**Available records:**
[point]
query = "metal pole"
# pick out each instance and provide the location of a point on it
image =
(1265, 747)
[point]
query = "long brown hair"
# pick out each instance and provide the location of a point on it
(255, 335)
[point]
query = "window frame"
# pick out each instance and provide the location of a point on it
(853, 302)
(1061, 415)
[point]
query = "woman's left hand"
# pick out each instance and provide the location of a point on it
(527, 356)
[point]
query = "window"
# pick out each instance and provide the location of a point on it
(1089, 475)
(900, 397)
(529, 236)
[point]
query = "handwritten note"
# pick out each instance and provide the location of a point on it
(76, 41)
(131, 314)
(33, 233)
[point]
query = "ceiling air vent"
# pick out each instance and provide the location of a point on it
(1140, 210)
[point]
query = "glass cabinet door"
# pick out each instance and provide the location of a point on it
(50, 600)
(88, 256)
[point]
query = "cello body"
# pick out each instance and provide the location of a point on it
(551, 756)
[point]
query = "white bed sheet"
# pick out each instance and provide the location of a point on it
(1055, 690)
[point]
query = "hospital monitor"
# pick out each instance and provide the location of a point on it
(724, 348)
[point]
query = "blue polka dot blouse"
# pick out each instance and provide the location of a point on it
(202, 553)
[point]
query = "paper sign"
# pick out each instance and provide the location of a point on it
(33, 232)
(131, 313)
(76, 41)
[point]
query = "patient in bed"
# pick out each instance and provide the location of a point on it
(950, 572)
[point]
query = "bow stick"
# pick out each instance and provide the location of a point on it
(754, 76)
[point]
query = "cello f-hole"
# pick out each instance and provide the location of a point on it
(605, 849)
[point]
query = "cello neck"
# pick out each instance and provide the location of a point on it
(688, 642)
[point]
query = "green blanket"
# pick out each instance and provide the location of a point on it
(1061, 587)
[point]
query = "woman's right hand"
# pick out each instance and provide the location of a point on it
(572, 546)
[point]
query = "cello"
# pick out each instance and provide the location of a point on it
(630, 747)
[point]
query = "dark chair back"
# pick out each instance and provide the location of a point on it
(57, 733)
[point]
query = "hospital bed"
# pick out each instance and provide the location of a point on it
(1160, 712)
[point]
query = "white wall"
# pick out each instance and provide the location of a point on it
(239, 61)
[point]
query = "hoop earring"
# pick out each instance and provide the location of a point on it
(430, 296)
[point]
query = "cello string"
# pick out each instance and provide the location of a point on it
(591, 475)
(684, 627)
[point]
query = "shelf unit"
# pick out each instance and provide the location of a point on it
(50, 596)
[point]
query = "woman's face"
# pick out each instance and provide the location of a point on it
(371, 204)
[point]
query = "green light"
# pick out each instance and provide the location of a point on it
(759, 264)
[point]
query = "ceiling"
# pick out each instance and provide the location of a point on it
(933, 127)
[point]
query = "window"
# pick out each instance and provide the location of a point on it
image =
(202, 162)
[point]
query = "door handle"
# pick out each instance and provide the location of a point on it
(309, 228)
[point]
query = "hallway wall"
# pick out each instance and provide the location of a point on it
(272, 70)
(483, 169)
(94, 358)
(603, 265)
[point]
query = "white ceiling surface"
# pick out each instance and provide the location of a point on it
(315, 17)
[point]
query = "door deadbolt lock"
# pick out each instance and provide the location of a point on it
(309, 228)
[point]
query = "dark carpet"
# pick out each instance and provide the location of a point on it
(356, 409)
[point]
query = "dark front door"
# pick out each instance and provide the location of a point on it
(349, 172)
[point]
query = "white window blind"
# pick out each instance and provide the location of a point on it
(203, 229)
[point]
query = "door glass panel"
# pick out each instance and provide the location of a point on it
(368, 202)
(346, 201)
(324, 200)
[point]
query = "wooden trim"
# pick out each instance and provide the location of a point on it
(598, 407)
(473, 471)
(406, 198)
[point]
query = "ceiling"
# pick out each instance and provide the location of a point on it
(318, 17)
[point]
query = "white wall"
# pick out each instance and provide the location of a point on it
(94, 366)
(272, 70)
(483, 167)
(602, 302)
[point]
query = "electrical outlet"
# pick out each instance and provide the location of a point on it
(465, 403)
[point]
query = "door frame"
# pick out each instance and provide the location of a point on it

**Exercise task:**
Print every entry exactly as it appears.

**Full solution:**
[point]
query = "metal pole"
# pick out each instance and provide the location of a point on it
image =
(1265, 747)
[point]
query = "long brown hair"
# pick out each instance and provide the location of a point on it
(255, 335)
[point]
query = "window frame"
# pick out each instance and provide the location of a point on it
(853, 302)
(1061, 415)
[point]
query = "woman's left hand"
# pick out each instance and provide the location of a point on it
(527, 356)
[point]
query = "window"
# pick out each instance and provide the location of a point on it
(1089, 475)
(900, 397)
(529, 236)
[point]
query = "handwritten note"
# pick out each instance and provide the location of a point on it
(76, 41)
(131, 314)
(33, 233)
[point]
query = "ceiling air vent"
# pick out each instance and provide the location of a point on it
(1140, 210)
[point]
query = "glass cabinet door"
# pick out each instance and provide the location of a point on it
(50, 600)
(88, 256)
[point]
query = "cello body"
# pick out each instance and provide the location of a point on it
(551, 756)
[point]
query = "white bed sheet"
# pick out each instance and provide the location of a point on it
(1055, 690)
[point]
query = "hospital monitor"
# pick out each instance and provide the location of a point on it
(724, 348)
[point]
query = "blue polka dot blouse"
# pick out each instance and provide the location of a point on it
(202, 553)
[point]
query = "paper sign"
# pick out each instance and provide the location of a point on it
(33, 232)
(131, 313)
(76, 41)
[point]
query = "patient in bed"
# pick out each instance and provide the location of a point on it
(950, 572)
[point]
query = "bow stick"
# pick out each instance and provide the location of a point on it
(754, 76)
[point]
query = "cello f-hole"
# pick out each instance and provide the location of a point on it
(605, 849)
[point]
query = "cello neck"
# pick out each instance and provide the location of a point on it
(688, 642)
[point]
query = "green blanket"
# pick out each instance and provide the location of a point on it
(1061, 587)
[point]
query = "woman's right hand"
# pick out each instance and provide the location of a point on it
(572, 546)
[point]
query = "cello"
# pick out each instance and provide the location of a point on it
(630, 747)
[point]
query = "dark chair back"
# pick out each instance and provide the location of a point on it
(57, 733)
[point]
query = "hospital bed"
# pick out each instance and provide the location of a point on it
(1160, 712)
[point]
query = "white wall"
# pick out each instance and provide the location of a point on it
(239, 61)
[point]
query = "hoop earring"
# pick out each instance and provide the location of a point on it
(430, 296)
[point]
query = "cello string"
# pick out each instance and provide the location of a point on it
(591, 475)
(684, 627)
[point]
query = "shelf unit"
# pick out each instance and provide the location of a point on it
(50, 596)
[point]
query = "woman's face"
# pick out each instance and provide the location of a point on it
(371, 204)
[point]
query = "green light"
# pick out each instance and provide the location of a point on it
(759, 264)
[point]
query = "ceiling"
# pick out each instance and provide the location of a point on it
(933, 127)
[point]
query = "window"
# pick out each instance and provide the location of a point on it
image =
(202, 162)
[point]
query = "door handle"
# pick out each instance and provide the location of a point on it
(309, 228)
[point]
query = "hallway wall"
# pick out each instance and provide the location of a point on it
(272, 70)
(483, 169)
(94, 358)
(603, 265)
[point]
query = "white ceiling surface"
# pick out each instance and provide the location of a point on it
(315, 17)
[point]
query = "door deadbolt lock"
# pick out each instance and provide the location of a point on it
(309, 228)
[point]
query = "dark carpet"
# pick out each instance and provide the location of a point on it
(356, 409)
[point]
query = "dark front door"
# pick out each instance and provide the location of a point on it
(349, 172)
[point]
query = "white window blind"
# pick out each instance and provide the location of a point on it
(203, 229)
[point]
query = "door glass panel"
# pick out each instance and provide the location of a point on it
(368, 202)
(346, 201)
(324, 200)
[point]
query = "wooden trim"
# pick out each instance and provide the location of a point on it
(598, 407)
(473, 471)
(406, 198)
[point]
query = "ceiling"
# pick out each instance and provide the location of a point on it
(318, 17)
[point]
query = "white wall"
# pick out each instance and provide the location of a point on it
(94, 366)
(272, 70)
(483, 167)
(602, 302)
[point]
query = "electrical outlet"
# pick out each instance and provide the location of a point on it
(465, 403)
[point]
query = "door frame"
# pick out each instance and provide the location of a point on it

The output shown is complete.